• _EXCERPT PROVIDED_
....

April 26, 2005
Arthur Andersen in the High Court
Posted by Gordon Smith

Arthur Andersen (AA) is appealing its criminal conviction to the Supreme Court, and oral argument is tomorrow, the last day of the current term. (I think it is only coincidental that AA settled claims relating to its audit of Worldcom yesterday.) The Supreme Court granted cert in this case to examine two issues: (1) whether the federal witness tampering statute (18 U.S.C. 1512(b)) requires something more than an intent to subvert an official proceeding; and (2) whether the government should be required to prove that Andersen intended to interfere with a particular proceeding other than SEC fact-finding. Although the resolution of these issues will have important legal consequences, the case is more important for symbolic reasons.

According to AA, the fact that this case revolves around a witness tampering statute is itself suggestive of prosecutorial overreaching. The following is from AA's Supreme Court brief (pdf):

It is plain as day that the Government did not charge Andersen with obstruction of justice for discarding documents during the relevant time period because no official proceeding of the SEC was pending. This Court has held for more than a century that “a person lacking knowledge of a pending proceeding necessarily lack[s] the
evil intent to obstruct.” United States v. Aguilar, 515 U.S. 593, 599 (1995) (citing Pettibone v. United States, 148 U.S. 197, 207 (1893)).

The United States attempted to evade that settled law by instead charging Andersen with “witness tampering,” on the remarkable theory that although it was perfectly lawful for Andersen to have a document retention policy that preserved only the final audit work papers, and perfectly lawful for Andersen’s employees and professionals to follow that policy, it was somehow a serious felony for Andersen’s in-house attorney and supervisors to remind its employees of the policy.

I think all of us were surprised at the time of AA's conviction that the case boiled down to an email from Nancy Temple to the Enron engagement team: “It might be useful to consider reminding the engagement team of our documentation and retention policy. It will be helpful to make sure that we have complied with the policy.” Whether the Supreme Court upholds AA's conviction -- and perhaps more importantly, how it does that -- may influence the debate about post-Enron reform efforts.

With respect to the merits of this case, here is the relevant text of that statute:

Whoever knowingly uses intimidation, threatens, or corruptly persuades another person, or attempts to do so, or engages in misleading conduct toward another person, with intent to ... cause or induce any person to (A) ... withhold a record, document, or other object, from an official proceeding; [or] (B) alter, destroy, mutilate, or conceal an object with intent to impair the object's integrity or availability for use in an official proceeding ... shall be fined under this title or imprisoned not more than ten years, or both.

....

• _REQUIREMENTS_
1. According to the post on Arthur Andersen's Supreme Court appeal, what did Andersen settle the day before the post was written?
2. Translate this sentence from the post on Arthur Andersen's Supreme Court appeal into Spanish: "Although the resolution of these issues will have important legal consequences, the case is more important for symbolic reasons."
3. Carry on writing the post about Arthur Andersen's Supreme Court appeal, picking up after the quoted statute text that closes it.

• _INFORMATION PROVIDED_
....

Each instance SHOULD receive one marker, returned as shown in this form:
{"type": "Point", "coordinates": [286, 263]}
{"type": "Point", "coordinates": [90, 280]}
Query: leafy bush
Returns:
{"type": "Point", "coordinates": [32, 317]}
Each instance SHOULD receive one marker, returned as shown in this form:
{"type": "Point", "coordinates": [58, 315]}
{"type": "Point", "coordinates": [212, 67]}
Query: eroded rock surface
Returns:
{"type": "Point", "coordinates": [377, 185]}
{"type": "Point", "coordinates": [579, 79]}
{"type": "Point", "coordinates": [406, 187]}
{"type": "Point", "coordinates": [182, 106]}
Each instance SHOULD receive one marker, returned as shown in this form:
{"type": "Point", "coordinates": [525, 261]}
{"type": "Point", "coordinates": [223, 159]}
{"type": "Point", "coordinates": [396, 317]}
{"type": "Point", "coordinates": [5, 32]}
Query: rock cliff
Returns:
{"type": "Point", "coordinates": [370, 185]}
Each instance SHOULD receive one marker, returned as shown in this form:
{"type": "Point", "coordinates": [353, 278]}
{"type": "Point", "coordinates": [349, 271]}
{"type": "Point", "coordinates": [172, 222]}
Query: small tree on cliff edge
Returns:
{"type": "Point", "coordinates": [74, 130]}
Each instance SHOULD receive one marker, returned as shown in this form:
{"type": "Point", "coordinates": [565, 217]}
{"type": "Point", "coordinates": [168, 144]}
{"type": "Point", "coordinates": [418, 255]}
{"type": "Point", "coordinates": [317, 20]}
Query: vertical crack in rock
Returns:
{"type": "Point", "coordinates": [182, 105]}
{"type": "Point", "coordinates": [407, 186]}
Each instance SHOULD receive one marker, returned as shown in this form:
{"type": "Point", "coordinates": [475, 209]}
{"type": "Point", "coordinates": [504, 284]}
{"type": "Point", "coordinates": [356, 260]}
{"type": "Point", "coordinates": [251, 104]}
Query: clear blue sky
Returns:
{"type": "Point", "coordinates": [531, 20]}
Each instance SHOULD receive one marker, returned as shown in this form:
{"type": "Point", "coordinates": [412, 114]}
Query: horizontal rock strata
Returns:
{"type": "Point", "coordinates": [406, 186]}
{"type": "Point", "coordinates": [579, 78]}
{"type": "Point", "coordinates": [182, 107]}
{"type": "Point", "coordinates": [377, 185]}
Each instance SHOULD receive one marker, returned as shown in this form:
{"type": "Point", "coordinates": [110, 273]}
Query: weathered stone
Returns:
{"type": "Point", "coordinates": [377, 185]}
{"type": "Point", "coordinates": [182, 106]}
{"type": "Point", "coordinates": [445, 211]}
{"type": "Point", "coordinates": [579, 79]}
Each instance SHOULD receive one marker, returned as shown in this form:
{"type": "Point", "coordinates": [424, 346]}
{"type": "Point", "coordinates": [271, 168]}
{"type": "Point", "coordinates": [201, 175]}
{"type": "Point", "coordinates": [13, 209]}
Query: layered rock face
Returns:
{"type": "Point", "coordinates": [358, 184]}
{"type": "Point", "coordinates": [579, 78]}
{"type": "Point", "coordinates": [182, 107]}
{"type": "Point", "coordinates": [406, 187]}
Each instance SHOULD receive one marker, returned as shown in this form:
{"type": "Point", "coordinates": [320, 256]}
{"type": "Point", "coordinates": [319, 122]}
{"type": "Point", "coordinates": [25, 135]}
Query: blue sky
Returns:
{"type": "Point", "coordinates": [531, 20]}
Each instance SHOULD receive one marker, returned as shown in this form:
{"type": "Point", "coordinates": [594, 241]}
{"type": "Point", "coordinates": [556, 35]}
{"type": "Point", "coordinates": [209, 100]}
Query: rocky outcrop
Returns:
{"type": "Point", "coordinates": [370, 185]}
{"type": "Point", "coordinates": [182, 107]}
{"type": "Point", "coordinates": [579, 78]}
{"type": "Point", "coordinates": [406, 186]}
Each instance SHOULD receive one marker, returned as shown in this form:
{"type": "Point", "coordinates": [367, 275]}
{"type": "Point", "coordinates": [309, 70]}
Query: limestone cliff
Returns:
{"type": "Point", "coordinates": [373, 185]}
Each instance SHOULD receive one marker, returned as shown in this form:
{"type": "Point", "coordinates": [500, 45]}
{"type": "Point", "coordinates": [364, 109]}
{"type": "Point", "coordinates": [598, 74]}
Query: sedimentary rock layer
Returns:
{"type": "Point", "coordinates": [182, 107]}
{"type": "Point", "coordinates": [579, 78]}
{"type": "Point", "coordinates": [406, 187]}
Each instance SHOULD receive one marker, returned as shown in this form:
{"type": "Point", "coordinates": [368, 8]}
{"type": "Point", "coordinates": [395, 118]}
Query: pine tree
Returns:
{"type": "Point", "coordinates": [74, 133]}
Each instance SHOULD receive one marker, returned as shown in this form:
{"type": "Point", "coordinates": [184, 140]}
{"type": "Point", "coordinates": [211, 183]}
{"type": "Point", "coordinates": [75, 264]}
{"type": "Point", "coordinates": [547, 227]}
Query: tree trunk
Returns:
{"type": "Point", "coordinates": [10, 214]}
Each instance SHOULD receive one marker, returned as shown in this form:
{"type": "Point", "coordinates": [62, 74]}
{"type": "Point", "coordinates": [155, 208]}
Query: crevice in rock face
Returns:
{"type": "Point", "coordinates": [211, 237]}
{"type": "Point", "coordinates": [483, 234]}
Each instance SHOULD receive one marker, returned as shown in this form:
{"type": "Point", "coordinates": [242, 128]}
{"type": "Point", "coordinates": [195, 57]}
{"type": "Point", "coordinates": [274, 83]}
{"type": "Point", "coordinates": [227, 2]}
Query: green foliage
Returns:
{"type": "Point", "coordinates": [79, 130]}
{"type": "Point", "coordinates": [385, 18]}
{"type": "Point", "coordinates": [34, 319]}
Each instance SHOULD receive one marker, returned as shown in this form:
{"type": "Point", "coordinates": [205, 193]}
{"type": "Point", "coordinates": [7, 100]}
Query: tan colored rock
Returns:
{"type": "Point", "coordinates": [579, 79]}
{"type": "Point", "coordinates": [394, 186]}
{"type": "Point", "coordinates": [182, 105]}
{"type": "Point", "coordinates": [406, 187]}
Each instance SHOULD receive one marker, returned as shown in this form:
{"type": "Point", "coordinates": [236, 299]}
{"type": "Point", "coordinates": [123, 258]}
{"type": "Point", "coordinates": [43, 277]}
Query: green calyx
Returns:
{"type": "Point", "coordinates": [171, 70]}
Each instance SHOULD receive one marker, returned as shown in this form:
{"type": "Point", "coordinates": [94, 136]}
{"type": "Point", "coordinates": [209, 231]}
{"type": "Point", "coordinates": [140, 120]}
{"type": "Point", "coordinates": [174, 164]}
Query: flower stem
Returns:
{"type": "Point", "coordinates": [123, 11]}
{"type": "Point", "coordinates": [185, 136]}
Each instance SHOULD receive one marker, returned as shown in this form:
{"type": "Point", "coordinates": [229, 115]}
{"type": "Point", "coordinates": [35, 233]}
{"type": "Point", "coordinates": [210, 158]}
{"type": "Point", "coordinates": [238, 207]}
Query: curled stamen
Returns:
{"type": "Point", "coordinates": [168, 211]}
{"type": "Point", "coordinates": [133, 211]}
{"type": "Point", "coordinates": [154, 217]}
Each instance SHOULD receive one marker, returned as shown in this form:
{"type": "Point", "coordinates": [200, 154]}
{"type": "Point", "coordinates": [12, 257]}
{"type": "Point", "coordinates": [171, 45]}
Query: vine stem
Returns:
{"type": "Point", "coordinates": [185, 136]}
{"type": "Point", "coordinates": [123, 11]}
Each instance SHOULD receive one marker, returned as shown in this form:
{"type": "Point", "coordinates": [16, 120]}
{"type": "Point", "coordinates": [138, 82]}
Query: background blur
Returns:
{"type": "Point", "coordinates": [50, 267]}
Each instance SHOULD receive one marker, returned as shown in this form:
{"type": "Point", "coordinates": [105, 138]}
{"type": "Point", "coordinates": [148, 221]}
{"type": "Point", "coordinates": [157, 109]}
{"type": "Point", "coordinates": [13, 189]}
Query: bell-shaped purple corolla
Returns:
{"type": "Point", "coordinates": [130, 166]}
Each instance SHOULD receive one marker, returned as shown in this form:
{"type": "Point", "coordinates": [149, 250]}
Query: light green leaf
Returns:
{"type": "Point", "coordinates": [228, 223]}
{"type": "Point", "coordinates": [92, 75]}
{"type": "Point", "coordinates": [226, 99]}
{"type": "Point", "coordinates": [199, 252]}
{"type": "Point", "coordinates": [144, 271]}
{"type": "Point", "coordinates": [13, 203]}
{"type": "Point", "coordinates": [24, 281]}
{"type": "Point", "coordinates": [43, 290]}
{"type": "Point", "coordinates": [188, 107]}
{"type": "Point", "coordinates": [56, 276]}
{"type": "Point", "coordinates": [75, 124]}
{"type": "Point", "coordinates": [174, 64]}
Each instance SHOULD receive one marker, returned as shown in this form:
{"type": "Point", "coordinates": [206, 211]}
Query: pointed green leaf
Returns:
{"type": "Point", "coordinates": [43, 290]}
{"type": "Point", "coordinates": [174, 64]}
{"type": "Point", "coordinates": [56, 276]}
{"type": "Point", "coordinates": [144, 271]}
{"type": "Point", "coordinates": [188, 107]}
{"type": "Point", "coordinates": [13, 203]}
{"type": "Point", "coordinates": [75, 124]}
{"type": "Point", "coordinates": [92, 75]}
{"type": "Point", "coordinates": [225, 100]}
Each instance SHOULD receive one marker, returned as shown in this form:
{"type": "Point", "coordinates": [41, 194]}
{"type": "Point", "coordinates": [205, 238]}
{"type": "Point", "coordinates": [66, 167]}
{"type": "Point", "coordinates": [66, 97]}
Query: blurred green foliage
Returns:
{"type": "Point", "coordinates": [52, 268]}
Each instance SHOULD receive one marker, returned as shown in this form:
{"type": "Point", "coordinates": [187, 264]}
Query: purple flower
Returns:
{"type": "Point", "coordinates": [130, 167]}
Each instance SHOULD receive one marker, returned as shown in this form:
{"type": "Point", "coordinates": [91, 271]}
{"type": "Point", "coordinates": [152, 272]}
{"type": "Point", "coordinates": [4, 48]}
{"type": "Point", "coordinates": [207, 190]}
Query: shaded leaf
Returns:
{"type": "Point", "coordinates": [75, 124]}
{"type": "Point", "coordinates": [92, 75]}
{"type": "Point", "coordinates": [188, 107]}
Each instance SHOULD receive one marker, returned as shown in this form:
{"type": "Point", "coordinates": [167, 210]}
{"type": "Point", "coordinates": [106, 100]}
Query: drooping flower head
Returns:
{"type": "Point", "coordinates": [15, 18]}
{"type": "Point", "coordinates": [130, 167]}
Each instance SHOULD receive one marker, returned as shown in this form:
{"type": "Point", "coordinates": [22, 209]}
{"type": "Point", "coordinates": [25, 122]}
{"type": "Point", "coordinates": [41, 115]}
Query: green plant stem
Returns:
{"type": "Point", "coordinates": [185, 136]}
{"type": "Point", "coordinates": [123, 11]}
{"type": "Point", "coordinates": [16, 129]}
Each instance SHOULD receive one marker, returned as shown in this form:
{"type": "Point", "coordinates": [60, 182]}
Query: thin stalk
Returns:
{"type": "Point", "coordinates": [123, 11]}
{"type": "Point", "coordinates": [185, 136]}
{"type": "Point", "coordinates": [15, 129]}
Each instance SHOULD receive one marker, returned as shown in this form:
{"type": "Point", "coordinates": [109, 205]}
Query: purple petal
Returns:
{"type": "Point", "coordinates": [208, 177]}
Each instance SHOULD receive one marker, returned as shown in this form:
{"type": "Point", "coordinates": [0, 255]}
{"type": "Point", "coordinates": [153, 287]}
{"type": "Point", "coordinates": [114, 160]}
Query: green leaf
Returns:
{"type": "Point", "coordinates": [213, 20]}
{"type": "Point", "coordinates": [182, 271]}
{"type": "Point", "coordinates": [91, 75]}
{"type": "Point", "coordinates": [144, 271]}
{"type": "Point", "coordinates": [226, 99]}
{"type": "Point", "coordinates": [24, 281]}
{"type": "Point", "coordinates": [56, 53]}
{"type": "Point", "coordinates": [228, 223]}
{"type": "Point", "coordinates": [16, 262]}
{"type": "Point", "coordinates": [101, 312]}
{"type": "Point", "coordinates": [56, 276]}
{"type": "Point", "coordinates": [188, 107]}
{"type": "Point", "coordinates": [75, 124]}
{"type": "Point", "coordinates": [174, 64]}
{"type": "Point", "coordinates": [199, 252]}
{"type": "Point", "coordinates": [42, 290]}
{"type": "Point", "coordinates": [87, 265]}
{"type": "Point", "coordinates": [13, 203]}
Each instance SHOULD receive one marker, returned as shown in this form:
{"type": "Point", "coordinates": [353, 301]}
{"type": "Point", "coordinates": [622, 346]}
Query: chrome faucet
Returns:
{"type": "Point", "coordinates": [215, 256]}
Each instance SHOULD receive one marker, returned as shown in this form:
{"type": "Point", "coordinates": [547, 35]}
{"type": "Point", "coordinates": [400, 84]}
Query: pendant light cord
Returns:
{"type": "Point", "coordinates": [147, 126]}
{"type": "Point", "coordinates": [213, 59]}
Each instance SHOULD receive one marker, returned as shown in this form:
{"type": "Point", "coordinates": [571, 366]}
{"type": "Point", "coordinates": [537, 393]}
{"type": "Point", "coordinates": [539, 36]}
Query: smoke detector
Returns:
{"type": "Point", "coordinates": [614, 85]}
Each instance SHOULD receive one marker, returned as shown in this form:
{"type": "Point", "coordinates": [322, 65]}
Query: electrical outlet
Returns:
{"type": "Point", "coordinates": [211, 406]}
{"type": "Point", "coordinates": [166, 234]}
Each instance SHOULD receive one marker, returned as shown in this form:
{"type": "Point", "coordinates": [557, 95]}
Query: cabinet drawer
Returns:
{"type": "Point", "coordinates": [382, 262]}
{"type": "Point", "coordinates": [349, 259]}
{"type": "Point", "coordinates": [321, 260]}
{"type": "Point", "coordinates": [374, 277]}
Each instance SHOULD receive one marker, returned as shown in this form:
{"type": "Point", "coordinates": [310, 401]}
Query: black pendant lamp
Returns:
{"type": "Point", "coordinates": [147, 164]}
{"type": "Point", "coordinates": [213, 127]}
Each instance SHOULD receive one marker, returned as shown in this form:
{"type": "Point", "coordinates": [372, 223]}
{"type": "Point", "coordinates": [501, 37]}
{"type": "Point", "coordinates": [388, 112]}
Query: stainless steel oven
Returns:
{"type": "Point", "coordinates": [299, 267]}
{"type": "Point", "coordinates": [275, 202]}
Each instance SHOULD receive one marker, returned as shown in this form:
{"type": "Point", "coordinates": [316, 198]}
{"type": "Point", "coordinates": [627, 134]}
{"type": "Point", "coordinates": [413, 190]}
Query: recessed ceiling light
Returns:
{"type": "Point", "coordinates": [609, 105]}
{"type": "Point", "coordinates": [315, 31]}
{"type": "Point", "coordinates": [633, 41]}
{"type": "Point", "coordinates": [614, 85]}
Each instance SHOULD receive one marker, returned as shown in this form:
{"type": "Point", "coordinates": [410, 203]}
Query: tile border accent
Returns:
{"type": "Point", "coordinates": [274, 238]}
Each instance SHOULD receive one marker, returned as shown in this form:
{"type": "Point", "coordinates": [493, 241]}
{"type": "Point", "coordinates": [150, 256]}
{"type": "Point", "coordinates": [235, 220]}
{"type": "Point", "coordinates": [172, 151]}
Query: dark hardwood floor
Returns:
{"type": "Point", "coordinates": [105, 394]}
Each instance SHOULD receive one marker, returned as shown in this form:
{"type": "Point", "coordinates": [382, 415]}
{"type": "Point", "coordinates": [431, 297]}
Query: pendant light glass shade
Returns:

....

• _OUTPUTS BY TASK_
1. Claims relating to its audit of Worldcom.

2. Aunque la resolución de estas cuestiones tendrá consecuencias jurídicas importantes, el caso es más importante por razones simbólicas.

3.
On the first issue, AA makes a textual argument, which was rejected by the Fifth Circuit: the words "corruptly persuades" must connote something more than improper motive because the statute contains a separate intent provision. While the Fifth Circuit appears to agree with this point, the court held that the trial court had given "corruptly" a separate meaning when it defined the term as follows: "The word 'corruptly' means having an improper purpose. An improper purpose, for this case, is an intent to subvert, undermine, or impede the fact-finding ability of an official proceeding." According to the Fifth Circuit,

Acting with an intent to "subvert, undermine, or impede" an investigation narrowed the reach of the statute, insisting upon a degree of culpability beyond an intent to prevent a document from being available at a later proceeding. A routine document retention policy, for example, evidences an intent to prevent a document from being available in any proceeding. But it does not alone evidence an intent to "subvert, undermine, or impede" an official proceeding.

In its Supreme Court brief, AA contends that this is not only bad law, but bad policy: "There is nothing inherently 'corrupt' or wrongful about an intent to impede future government fact-finding within the bounds of the law." Criminal law isn't my area of expertise, but AA's argument looks like a truism run amok. As noted in the Solicitor General's brief (pdf):

Notwithstanding the facts that (1) petitioner had retained outside counsel; (2) Temple had concluded that “some SEC investigation” was “highly probable”; (3) Temple had designated the Enron matter as a “government/regulatory investigation”; and (4) petitioner’s work for Enron was ongoing, Temple and others embarked on a campaign to encourage Andersen employees to destroy Enron-related documents, under the guise of complying with the document policy.

With respect to the second issue, AA makes two arguments. First, AA contends that "an official proceeding" is something other than "the fact-finding ability of law enforcement or preliminary agency investigations." While there is some precedent in support of this view, it looks like a loser to me. The more interesting argument is AA's appeal to the rule of lenity:

Whether particular conduct is criminal should never be debatable, or a surprise. The theory of this prosecution criminalized conduct commonly understood to be lawful, including the document retention policies in place at almost every American corporation or professional firm of any size. And the jury may well have rested its verdict on an email from Nancy Temple which "offered such common legal advice that the chairman of the American Corporate Counsel Association wrote in a letter to his members: 'Who amongst us has not thought: There but for the grace of God go I.'"

As you might imagine, the SG offers a much different view of AA's conduct in this case:

Petitioner was validly convicted of corruptly persuading its employees with the intent to cause them to withhold documents from, or alter documents for, an official proceeding, in violation of 18 U.S.C. 1512(b)(2)(A) and (B). Petitioner portrays its document-destruction campaign, in the face of a looming SEC investigation, as wholly legitimate conduct—as if American corporations routinely find it proper to instruct their employees to lay waste to vast troves of documents when a government investigation is viewed as highly probable.

In the end, I suspect that AA's conviction will be upheld, but this is a case worth watching for many reasons.